- Provided entries
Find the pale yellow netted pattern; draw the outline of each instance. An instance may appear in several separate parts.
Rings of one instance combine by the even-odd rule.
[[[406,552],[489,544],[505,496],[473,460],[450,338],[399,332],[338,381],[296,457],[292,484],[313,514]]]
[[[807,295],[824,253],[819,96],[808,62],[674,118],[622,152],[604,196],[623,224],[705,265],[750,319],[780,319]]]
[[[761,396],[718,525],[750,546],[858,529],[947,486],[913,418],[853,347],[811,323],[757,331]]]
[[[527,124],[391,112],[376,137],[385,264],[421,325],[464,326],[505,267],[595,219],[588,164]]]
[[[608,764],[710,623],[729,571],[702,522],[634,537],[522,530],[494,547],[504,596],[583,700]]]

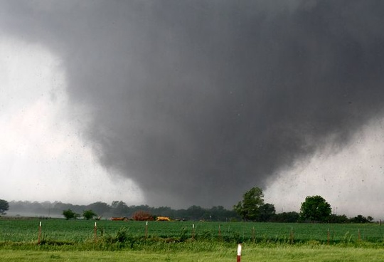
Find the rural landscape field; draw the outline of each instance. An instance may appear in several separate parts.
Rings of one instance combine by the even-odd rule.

--

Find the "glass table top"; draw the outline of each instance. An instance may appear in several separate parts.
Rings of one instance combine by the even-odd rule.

- Goal
State how many lines of the items above contain the string "outline", with case counting. Give only the number.

- Exercise result
3